(Required work): Report how many lines in the rows below contain the string "trunk", matching case exactly. Give only the number.

(Information shown):

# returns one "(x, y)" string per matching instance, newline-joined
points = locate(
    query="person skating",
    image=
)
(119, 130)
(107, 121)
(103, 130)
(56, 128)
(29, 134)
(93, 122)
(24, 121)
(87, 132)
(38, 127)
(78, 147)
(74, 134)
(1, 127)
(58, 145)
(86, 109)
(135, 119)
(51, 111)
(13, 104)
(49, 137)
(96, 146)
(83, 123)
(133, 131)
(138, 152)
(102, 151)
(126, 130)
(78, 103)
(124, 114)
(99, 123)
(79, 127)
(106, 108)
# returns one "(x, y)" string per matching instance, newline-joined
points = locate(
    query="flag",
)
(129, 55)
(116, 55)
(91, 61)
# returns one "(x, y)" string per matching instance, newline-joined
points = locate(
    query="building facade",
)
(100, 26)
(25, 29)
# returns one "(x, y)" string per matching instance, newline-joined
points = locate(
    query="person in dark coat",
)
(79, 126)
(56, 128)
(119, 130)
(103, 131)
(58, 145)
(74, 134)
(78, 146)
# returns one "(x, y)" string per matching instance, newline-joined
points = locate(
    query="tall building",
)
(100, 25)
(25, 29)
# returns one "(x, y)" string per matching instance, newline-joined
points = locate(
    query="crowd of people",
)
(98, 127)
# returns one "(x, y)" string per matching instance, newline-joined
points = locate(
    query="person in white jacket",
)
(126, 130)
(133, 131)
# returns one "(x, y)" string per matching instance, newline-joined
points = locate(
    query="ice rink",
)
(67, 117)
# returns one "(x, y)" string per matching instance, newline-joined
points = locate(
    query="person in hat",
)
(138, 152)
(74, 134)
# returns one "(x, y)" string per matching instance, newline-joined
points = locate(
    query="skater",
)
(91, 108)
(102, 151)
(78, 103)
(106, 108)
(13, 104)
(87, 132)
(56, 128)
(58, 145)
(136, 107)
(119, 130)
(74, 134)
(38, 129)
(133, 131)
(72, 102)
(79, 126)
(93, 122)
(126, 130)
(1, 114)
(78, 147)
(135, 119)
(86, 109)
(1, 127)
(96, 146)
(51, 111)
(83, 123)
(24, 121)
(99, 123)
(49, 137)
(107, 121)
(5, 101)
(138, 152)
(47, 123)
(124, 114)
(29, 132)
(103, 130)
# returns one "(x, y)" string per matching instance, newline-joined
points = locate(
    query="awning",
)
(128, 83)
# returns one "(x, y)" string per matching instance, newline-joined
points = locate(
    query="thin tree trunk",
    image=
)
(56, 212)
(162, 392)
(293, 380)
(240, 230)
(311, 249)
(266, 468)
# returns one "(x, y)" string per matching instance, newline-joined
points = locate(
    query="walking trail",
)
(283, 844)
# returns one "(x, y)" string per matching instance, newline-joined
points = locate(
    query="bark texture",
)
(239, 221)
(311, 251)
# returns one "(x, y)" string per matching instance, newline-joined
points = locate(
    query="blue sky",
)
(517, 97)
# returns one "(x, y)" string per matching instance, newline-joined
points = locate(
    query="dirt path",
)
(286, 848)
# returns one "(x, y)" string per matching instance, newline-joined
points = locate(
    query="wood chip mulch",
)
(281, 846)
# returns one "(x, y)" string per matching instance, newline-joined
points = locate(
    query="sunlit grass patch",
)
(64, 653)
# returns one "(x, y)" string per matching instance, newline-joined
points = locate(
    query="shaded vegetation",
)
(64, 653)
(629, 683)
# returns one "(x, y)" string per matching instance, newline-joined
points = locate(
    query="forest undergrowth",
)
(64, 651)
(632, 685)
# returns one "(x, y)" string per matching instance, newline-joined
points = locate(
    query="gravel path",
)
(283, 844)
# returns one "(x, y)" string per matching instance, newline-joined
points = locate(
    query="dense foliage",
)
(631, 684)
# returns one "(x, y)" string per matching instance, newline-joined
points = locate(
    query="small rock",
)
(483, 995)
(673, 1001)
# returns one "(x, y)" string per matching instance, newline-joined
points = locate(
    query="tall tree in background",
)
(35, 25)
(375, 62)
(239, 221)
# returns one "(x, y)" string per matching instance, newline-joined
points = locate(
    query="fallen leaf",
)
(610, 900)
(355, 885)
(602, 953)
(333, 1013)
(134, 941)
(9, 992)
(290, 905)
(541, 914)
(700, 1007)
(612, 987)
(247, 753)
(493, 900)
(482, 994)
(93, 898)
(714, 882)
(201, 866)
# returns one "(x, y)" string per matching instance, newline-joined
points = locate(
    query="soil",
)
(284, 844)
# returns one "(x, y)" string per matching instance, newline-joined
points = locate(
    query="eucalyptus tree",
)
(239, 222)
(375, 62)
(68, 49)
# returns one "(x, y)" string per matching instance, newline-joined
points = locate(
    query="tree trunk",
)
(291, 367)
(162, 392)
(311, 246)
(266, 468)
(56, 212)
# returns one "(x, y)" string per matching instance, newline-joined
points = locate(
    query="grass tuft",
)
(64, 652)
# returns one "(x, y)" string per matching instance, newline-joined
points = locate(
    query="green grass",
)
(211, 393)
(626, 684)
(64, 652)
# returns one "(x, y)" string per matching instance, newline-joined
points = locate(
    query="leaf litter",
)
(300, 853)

(Completed exercise): 2